▸ **Required task A**:
Translate this sentence from the forum thread into French: "I want to do the thing as exactly and consistently as possible in the simplest way possible!"
▸ **Required task B**:
According to the forum thread, why does performance-critical work seem simpler to the writer in C/C++ than in C#? Answer in one to three sentences.

▸ **Excerpted passage**:
· · ·
More

bengarney · 2026-01-27T16:27:36 1769531256

Here is a thought experiment (for devs who buy into package managers). Take the hash of a program and all its dependency. Behavior is different for every unique hash. With package managers, that hash is different on every system, including hashes in the future that are unknowable by you (ie future "compatible" versions of libraries).

That risk/QA load can be worth it, but is not always. For an OS, it helps to be able to upgrade SSL (for instance).

In my use cases, all this is a strong net negative. npm-base projects randomly break when new "compatible" version of libraries install for new devs. C/C++ projects don't build because of include/lib path issues or lack of installation of some specific version or who knows what.

If I need you to install the SDL 2.3.whatever libraries exactly, or use react 16.8.whatever to be sure the app runs, what's the point of using a complex system that will almost certainly ensure you have the wrong version? Just check it in, either by an explicit version or by committing the library's code and building it yourself.

sebastos · 2026-01-27T17:08:45 1769533725

Check it in and build it yourself using the common build system that you and the third party dependency definitely definitely share, because this is the C/C++ ecosystem?

bengarney · 2025-09-30T15:24:55 1759245895

I increasingly wonder if writing and binding performance critical things in C/C++ would be less overall effort. Performant zero-alloc C# vs C/C++ is backdoor magic vs first class language support. Boxing gloves vs. surgical gloves.

C# _can_ do this! But I face many abstractions: special perf APIs, C#, IL, asm. Outcomes will vary with language version, runtime version, platform, IL2CPP/Burst/Mono/dotnet. But C/C++ has one layer of abstraction (the compiler), and it's locked in once I compile it.

I want to do the thing as exactly and consistently as possible in the simplest way possible!

A build environment that compiles .cpp alongside .cs (no automatic bindings, just compilation) would be so nice for this.

----

Example of what I mean regarding abstractions:

  void addBatch(int *a, int *b, int count)
  {
    for(int i=0; i<count; i++) 
      a[i] += b[i]; 
  }

versus:

    [MethodImpl(MethodImplOptions.AggressiveOptimization)]
    public static void AddBatch(int[] a, int[] b, int count)
    {
        ref int ra = ref MemoryMarshal.GetArrayDataReference(a);
        ref int rb = ref MemoryMarshal.GetArrayDataReference(b);
        for (nint i = 0, n = (nint)count; i < n; i++)
            Unsafe.Add(ref ra, i) += Unsafe.Add(ref rb, i);
    }

(This is obviously a contrived example, my point is to show the kinds of idioms at play.)

int_19h · 2025-09-30T16:00:49 1759248049

But your first code snippet is also valid C# if you just throw in `unsafe` there. And, generally speaking, everything that you can do in C (not C++) can be done in C# with roughly the same verbosity.

bengarney · 2025-09-30T19:14:09 1759259649

It is, but it isn't quite the same as C, either. That is to say, there is some semi-unknowable stack of stuff happening under the covers.
· · ·
▸ **Recorded data**:
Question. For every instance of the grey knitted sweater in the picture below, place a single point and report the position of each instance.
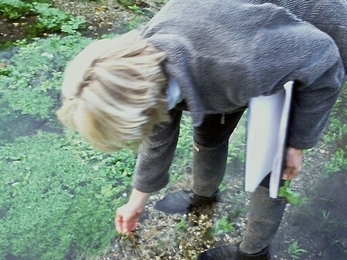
(222, 53)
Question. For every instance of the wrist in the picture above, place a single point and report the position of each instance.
(138, 198)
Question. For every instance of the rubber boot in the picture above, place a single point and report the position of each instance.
(209, 166)
(264, 217)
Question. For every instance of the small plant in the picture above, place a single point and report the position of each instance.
(182, 225)
(295, 251)
(49, 19)
(223, 226)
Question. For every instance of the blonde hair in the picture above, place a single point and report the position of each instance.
(114, 92)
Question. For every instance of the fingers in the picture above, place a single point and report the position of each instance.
(293, 163)
(290, 173)
(126, 220)
(119, 223)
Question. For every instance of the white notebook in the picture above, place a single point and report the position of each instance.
(266, 138)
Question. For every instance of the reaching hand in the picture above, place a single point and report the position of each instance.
(128, 215)
(293, 163)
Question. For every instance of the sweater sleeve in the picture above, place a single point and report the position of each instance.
(311, 107)
(152, 165)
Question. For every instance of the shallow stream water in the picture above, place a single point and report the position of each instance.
(319, 226)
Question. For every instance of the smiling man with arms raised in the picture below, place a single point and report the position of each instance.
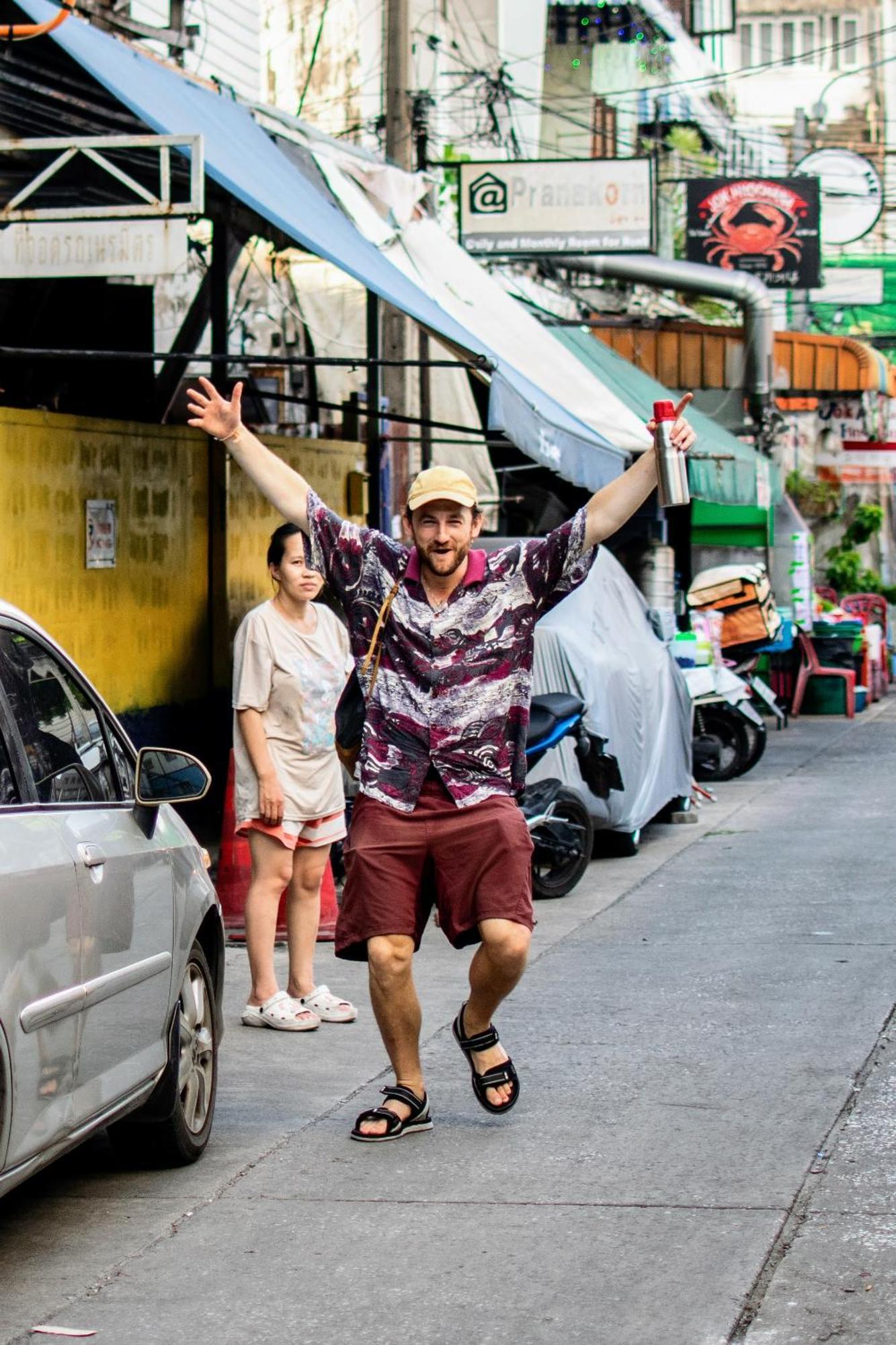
(443, 753)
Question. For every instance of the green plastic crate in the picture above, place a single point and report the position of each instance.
(825, 696)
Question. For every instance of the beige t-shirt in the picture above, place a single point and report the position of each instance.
(295, 681)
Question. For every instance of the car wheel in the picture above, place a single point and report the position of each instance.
(616, 845)
(193, 1074)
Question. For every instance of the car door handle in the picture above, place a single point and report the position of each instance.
(91, 856)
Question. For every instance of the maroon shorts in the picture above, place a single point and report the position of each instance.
(474, 864)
· · ·
▸ **Correct output A**:
Je veux faire la chose de la manière la plus exacte et la plus cohérente possible, de la façon la plus simple possible !

▸ **Correct output B**:
In C#, the writer faces many abstractions: special performance APIs, C#, IL, and asm. Outcomes vary with language version, runtime version, platform, and IL2CPP/Burst/Mono/dotnet. C/C++ has only one layer of abstraction, the compiler, and that layer is locked in once the code is compiled.